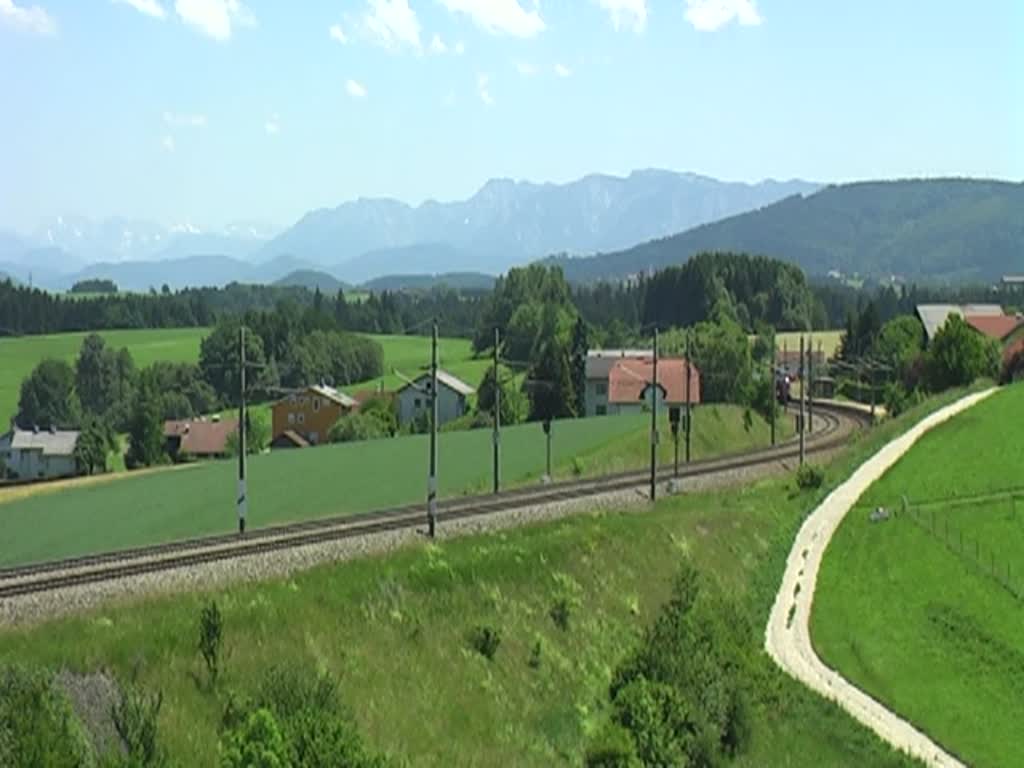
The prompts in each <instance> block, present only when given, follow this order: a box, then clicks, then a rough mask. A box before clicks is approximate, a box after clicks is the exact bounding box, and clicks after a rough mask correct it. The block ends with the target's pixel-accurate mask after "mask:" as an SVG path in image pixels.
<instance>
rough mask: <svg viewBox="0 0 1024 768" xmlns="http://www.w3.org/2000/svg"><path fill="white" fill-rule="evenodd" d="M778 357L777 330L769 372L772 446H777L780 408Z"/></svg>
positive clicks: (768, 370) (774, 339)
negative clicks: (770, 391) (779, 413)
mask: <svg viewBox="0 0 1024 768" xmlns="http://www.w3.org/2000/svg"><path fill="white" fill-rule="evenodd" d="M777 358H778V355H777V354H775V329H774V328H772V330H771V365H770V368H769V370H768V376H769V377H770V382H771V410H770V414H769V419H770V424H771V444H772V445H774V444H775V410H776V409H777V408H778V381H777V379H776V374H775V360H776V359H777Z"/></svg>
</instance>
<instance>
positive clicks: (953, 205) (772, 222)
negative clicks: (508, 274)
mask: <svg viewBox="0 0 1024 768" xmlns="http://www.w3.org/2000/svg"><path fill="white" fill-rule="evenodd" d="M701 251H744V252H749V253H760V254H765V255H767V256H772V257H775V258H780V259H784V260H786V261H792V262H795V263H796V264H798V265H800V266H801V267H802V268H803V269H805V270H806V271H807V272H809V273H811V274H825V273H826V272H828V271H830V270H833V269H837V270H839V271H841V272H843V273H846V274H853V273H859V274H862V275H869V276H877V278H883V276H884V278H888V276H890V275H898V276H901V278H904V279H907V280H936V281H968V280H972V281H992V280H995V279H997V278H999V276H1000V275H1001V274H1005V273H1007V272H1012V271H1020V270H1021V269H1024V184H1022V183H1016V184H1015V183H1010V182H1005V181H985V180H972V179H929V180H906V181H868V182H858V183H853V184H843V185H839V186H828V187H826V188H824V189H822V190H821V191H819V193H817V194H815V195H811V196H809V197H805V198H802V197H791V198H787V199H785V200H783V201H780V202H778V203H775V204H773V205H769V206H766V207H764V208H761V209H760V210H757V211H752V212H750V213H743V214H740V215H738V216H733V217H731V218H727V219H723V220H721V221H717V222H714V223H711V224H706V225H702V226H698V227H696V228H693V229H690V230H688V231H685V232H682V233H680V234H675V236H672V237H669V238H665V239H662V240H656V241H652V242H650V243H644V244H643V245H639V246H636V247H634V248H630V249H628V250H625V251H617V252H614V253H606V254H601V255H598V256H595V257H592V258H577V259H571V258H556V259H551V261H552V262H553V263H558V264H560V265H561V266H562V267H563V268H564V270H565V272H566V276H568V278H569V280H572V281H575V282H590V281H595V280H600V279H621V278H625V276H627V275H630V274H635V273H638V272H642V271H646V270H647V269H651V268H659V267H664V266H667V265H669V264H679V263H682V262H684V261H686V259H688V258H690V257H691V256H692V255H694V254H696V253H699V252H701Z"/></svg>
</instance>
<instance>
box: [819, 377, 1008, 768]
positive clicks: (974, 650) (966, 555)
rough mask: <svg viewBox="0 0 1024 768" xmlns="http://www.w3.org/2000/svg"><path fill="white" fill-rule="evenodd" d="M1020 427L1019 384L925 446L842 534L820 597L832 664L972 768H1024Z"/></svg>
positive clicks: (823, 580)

★ ★ ★ ★

▸ **Your task**: Please leave the images out and retype the rest of the material exactly.

▸ **Task response**:
The prompts in each <instance> block, present only when given, follow this order: a box, then clicks, then a rough mask. A box before clicks is approximate, a box after clicks is the exact bounding box, and clicks after a rough mask correct it. The block ends with the target's pixel-accurate mask after "mask:" as an SVG path in image pixels.
<instance>
rough mask: <svg viewBox="0 0 1024 768" xmlns="http://www.w3.org/2000/svg"><path fill="white" fill-rule="evenodd" d="M778 357L777 330L769 372L772 446H777L780 408Z"/></svg>
positive clicks: (768, 370) (774, 339)
negative clicks: (770, 391) (779, 413)
mask: <svg viewBox="0 0 1024 768" xmlns="http://www.w3.org/2000/svg"><path fill="white" fill-rule="evenodd" d="M777 358H778V355H777V354H775V329H774V328H772V330H771V365H770V368H769V370H768V376H769V377H770V382H771V410H770V414H769V419H770V424H771V444H772V445H774V444H775V410H776V409H777V408H778V381H777V379H776V374H775V360H776V359H777Z"/></svg>
</instance>
<instance>
positive clicks: (953, 205) (772, 222)
negative clicks: (508, 274)
mask: <svg viewBox="0 0 1024 768" xmlns="http://www.w3.org/2000/svg"><path fill="white" fill-rule="evenodd" d="M701 251H744V252H749V253H760V254H765V255H767V256H772V257H775V258H780V259H784V260H786V261H792V262H795V263H796V264H798V265H800V266H801V267H802V268H803V269H805V270H806V271H807V272H809V273H811V274H825V273H826V272H828V271H830V270H833V269H837V270H839V271H841V272H843V273H846V274H853V273H859V274H862V275H869V276H877V278H883V276H884V278H888V276H890V275H898V276H901V278H904V279H907V280H936V281H968V280H972V281H992V280H995V279H997V278H999V276H1000V275H1001V274H1005V273H1007V272H1012V271H1020V270H1021V269H1024V184H1022V183H1016V184H1015V183H1010V182H1005V181H985V180H972V179H929V180H906V181H868V182H858V183H853V184H843V185H839V186H828V187H826V188H824V189H822V190H821V191H819V193H817V194H815V195H811V196H809V197H805V198H802V197H791V198H787V199H785V200H783V201H780V202H778V203H775V204H773V205H769V206H766V207H764V208H761V209H760V210H757V211H752V212H750V213H743V214H740V215H738V216H733V217H731V218H727V219H723V220H721V221H717V222H714V223H711V224H706V225H702V226H698V227H696V228H693V229H690V230H688V231H685V232H682V233H680V234H675V236H672V237H669V238H665V239H662V240H656V241H652V242H650V243H644V244H643V245H639V246H636V247H634V248H630V249H628V250H625V251H617V252H614V253H606V254H601V255H598V256H595V257H592V258H577V259H571V258H556V259H551V261H552V262H553V263H558V264H560V265H561V266H562V267H563V268H564V270H565V272H566V276H568V278H569V280H572V281H575V282H590V281H595V280H600V279H621V278H625V276H627V275H630V274H635V273H638V272H642V271H646V270H647V269H651V268H659V267H664V266H667V265H669V264H679V263H682V262H684V261H686V259H688V258H690V257H691V256H692V255H694V254H696V253H699V252H701Z"/></svg>
</instance>
<instance>
box: [819, 377, 1008, 768]
positive clicks: (974, 650) (966, 555)
rough mask: <svg viewBox="0 0 1024 768" xmlns="http://www.w3.org/2000/svg"><path fill="white" fill-rule="evenodd" d="M1020 427L1019 384L925 446L842 534L820 597L832 664L972 768H1024Z"/></svg>
positive clicks: (823, 580)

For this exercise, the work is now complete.